Raw records

=====

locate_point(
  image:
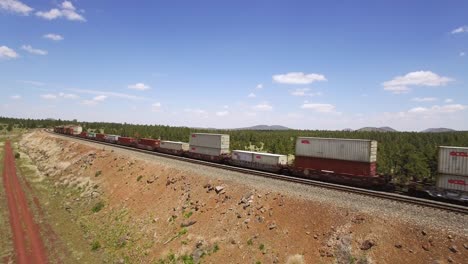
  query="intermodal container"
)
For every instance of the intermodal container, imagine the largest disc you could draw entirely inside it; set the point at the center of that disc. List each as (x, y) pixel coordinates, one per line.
(337, 166)
(101, 137)
(453, 160)
(269, 158)
(127, 141)
(219, 141)
(208, 151)
(76, 130)
(152, 143)
(452, 182)
(174, 145)
(242, 155)
(338, 149)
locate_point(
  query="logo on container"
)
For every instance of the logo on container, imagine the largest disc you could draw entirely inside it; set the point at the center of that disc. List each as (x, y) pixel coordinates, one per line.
(457, 182)
(459, 154)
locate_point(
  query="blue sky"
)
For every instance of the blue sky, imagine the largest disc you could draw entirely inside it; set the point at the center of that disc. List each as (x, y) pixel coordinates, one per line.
(227, 64)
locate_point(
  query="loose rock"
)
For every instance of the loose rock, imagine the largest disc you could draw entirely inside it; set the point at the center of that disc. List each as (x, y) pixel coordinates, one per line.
(453, 248)
(367, 244)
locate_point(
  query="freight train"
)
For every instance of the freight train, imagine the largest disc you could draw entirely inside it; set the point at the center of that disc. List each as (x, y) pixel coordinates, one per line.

=====

### [Brief]
Turn every line of the material above into a numbered list, omitting blank lines and leaving the pictures out.

### [Response to this exercise]
1. locate_point(
2.   image:
3.   query="intermodal container"
4. )
5. For every instance of the intermodal container, imagine the largest disc you could draw entirely inside it; set the point at the center of that disc. List each as (x, y) pixel coordinates, one per line.
6. (337, 166)
7. (101, 137)
8. (453, 160)
9. (269, 158)
10. (127, 141)
11. (219, 141)
12. (208, 151)
13. (76, 130)
14. (152, 143)
15. (452, 182)
16. (174, 145)
17. (242, 155)
18. (338, 149)
19. locate_point(
20.   query="logo on container"
21. )
22. For every instance of the logo on container, imagine the largest disc you could draw entirely inside it; set the point at the center of that disc. List each as (x, y) pixel coordinates, one per line.
23. (457, 182)
24. (459, 154)
25. locate_point(
26.   query="blue sky"
27. )
28. For every instance of the blue sky, imagine the largest disc you could draw entirely inside it; set the point at the center of that disc. List each as (x, y) pixel coordinates, one per line.
29. (227, 64)
30. locate_point(
31.   query="loose rock"
32. )
33. For every instance of the loose rock, imagine the largest disc you could draw entirely inside it; set the point at the center of that disc. List each as (x, y) pixel coordinates, one per line.
34. (453, 248)
35. (367, 244)
36. locate_point(
37.   query="freight train"
38. )
39. For every instance of the freight train, imagine the largest disc you could draw entirely inside it; set the point at the center of that disc. List each as (x, y) pixel coordinates, one per line.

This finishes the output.